### What you will do
Give back all the data below exactly as it is shown.

==============================

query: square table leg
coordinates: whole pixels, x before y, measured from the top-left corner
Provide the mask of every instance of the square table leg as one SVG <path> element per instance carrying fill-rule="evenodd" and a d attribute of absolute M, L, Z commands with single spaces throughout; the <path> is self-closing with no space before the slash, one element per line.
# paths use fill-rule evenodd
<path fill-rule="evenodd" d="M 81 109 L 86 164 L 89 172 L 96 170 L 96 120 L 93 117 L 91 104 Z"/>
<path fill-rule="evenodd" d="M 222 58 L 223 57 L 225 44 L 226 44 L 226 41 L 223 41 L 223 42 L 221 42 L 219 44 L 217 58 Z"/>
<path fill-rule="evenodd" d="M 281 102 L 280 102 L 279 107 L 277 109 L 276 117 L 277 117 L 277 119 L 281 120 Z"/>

==============================

### Written answer
query: square table leg
coordinates: whole pixels, x before y, measured from the top-left corner
Provide the mask of every instance of the square table leg as one SVG <path> element per instance carrying fill-rule="evenodd" and a d attribute of absolute M, L, Z commands with single spaces throughout; the <path> is self-closing with no space before the slash, one element per line.
# paths use fill-rule evenodd
<path fill-rule="evenodd" d="M 81 109 L 86 164 L 89 172 L 96 170 L 96 120 L 93 117 L 91 104 Z"/>
<path fill-rule="evenodd" d="M 222 58 L 223 57 L 225 44 L 226 44 L 226 41 L 223 41 L 223 42 L 221 42 L 219 44 L 217 58 Z"/>
<path fill-rule="evenodd" d="M 281 102 L 280 102 L 279 107 L 277 109 L 276 117 L 277 117 L 277 119 L 281 120 Z"/>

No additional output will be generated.